Problem requirements » Return every line below that contains the string "keyed". Uppercase and lowercase count as different.

Extracted entries »
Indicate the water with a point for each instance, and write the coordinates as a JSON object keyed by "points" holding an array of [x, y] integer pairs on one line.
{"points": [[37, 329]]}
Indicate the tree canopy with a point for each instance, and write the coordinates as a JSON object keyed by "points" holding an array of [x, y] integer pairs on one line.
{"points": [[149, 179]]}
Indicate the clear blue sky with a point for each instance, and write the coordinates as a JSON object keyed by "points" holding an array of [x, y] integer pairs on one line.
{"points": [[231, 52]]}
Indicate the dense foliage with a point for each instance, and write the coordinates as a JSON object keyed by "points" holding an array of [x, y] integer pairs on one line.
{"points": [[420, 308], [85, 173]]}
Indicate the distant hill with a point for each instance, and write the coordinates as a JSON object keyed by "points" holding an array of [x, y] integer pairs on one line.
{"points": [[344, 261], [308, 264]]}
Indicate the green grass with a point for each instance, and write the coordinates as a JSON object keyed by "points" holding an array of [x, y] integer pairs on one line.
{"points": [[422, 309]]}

==

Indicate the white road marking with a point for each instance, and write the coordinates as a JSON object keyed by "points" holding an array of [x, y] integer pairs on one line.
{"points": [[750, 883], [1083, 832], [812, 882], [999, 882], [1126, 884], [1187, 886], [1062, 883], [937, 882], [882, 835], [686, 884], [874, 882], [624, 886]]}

Output of the task »
Indicate the water with a point for each instance, and write the coordinates as a JSON object keyed by "points" holding an array of [x, y] integer pairs on one line.
Indicate the tree canopy with a point for each instance, and write the coordinates as a JSON object keyed by "points" holding an array of [x, y] integer pairs on one line.
Indicate the clear blue sky with a point for each instance, and write the coordinates as a JSON object keyed by "points" holding an array of [x, y] integer pairs on one line.
Indicate the dense foliage with a point for each instance, and write the coordinates as a JSON object keyed by "points" holding an array of [x, y] integer pairs on one line.
Indicate the distant hill with a point for each instance, and write the coordinates as a JSON object keyed by "points" holding an array of [x, y] integer pairs on one line.
Indicate the green grass with a point for each instance, and write the coordinates as a JSON object keyed by "points" holding an array of [x, y] integer pairs on one line.
Indicate the white road marking with a point for each instance, and write the coordinates as a JSON object keyed by "points" holding an array of [x, y] integer pairs on one line.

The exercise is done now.